Monday, Aug. 20, 1945

B-Hive

In the midsummer doldrums, with most of the A-budget productions as drab as the overcast sky and as treacly as its sunlight, some brisk, modest B pictures are brightening the outlook considerably. Last spring's rapid-fire Dillinger (Monogram), made at a cost of $145,000, has already grossed $900,000. Last fall's vivid When Strangers Marry (Monogram) is less of a moneymaker but one of the best of the Bs. By last week, cinemaddicts were talking up two more good new ones.

Out of the Night (PRC Pictures), which suggests an infinitely diluted yet engaging version of Hamlet, is the story of an intelligent, intuitive youth (James Lydon), whose dreams cause him to suspect that his father did not die by accident. He further suspects that the man (Warren William) who is about to marry his mother (Sally Eilers) was the murderer. Helped by his sweetheart (Mary McLeod) and an older friend (Regis Toomey), and dangerously hindered by the suitor and his crooked psychoanalyst henchman (Charles Arnt), the youth turns his dreams into capital evidence. The picture is not strong on suspense, but as straight drama much of it is alive, simple and likable, because everyone concerned is engaged not only in telling the story but also in the relationships and emotions of the characters for their own sake.

- **WORK REQUIRED**:
Please list every actor named in the film review. You won't need the lines after this film review.

- **DATASET SECTION**:
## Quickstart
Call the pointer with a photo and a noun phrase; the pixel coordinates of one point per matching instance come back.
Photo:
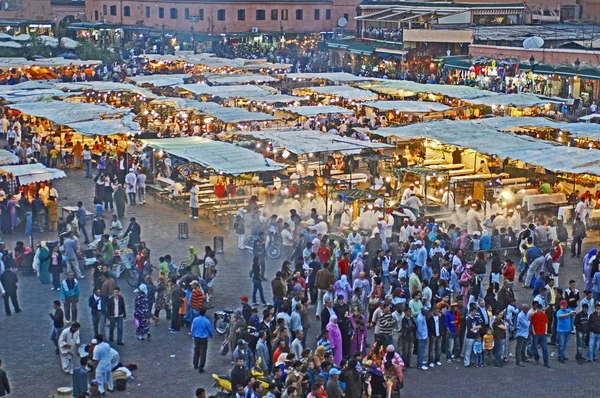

- **WRITTEN ANSWER**:
James Lydon, Warren William, Sally Eilers, Mary McLeod, Regis Toomey, Charles Arnt